• _PROBLEM_: Render every line of the records below as a row in a Markdown table with the columns Row and Line, numbering the rows and skipping blank lines.

___

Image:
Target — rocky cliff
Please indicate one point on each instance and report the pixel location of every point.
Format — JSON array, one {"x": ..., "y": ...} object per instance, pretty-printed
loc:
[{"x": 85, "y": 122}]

___

• _EXERCISE RESULT_:
| Row | Line |
|---|---|
| 1 | Image: |
| 2 | Target — rocky cliff |
| 3 | Please indicate one point on each instance and report the pixel location of every point. |
| 4 | Format — JSON array, one {"x": ..., "y": ...} object per instance, pretty-printed |
| 5 | loc: |
| 6 | [{"x": 85, "y": 122}] |